[Recorded data — start]

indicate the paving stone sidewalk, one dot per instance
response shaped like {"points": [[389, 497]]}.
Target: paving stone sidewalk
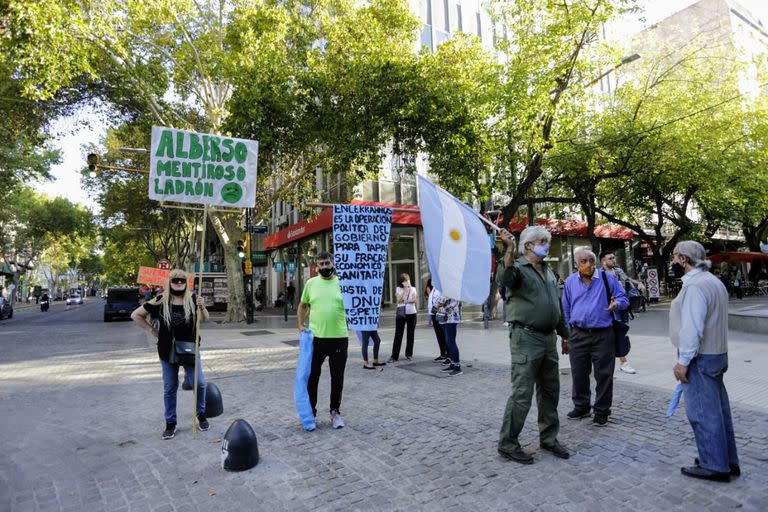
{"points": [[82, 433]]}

[Recorded data — finish]
[Recorded data — start]

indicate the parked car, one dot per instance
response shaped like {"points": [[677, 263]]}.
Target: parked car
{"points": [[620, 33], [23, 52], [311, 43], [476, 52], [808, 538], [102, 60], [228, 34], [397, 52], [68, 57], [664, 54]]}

[Recorded data — finish]

:: What you will do ::
List each line of the records that holds the string "response".

:: Task output ::
response shaped like {"points": [[389, 497]]}.
response shaped like {"points": [[677, 263]]}.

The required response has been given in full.